Based on the outcomes from students who sat these assessments in summer 2023, we can convert the mark differences from the grade boundaries into a percentage point change in students who would receive the grade if the grade boundary were moved to different mark points. For this calculation we only included 16-year-old students. This information is summarised in Table 25 for the different mark points discussed above. We present this alongside a simplified summary of the experts’ comments on the difference in the quality of work.
══════════════════════════════
> **Problems**:
1 > Using the excerpt on grade boundaries, answer each question in a few words:
(a) When did the students whose outcomes are used sit these assessments?
(b) Which students were included in the calculation?
(c) In which table is the information summarised?
2 > Rewrite the paragraph of the excerpt on grade boundaries that begins "Based on the outcomes" as a short bulleted list that keeps its main facts.
The listing after the excerpt has no part in any of this.

> **Material provided**:
══════════════════════════════
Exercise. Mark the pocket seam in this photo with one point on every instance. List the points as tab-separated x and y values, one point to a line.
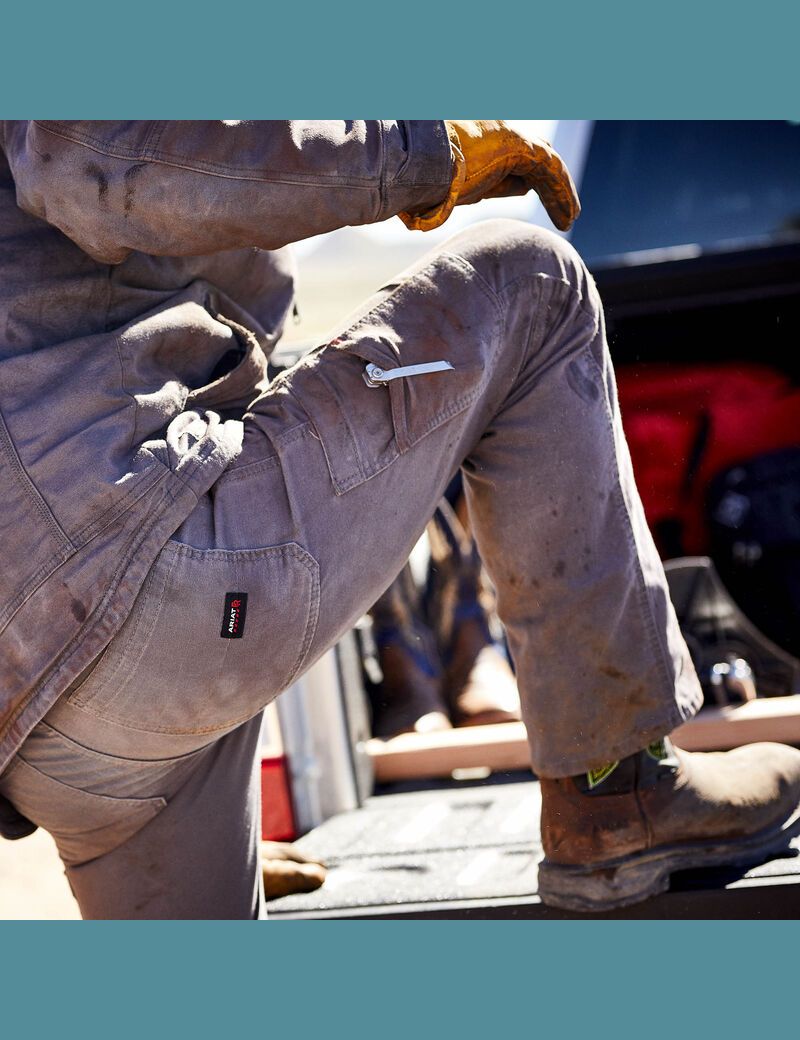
══════════════════════════════
> **Outputs**:
1 >
(a) In summer 2023.
(b) Only 16-year-old students.
(c) Table 25.

2 >
- Mark differences from the grade boundaries are converted into a percentage point change in students who would receive the grade if the boundary moved to other mark points.
- The calculation uses outcomes from students who sat the assessments in summer 2023, counting only 16-year-olds.
- Table 25 summarises the results for the mark points discussed.
- A simplified summary of experts' comments on the difference in quality of work is shown alongside.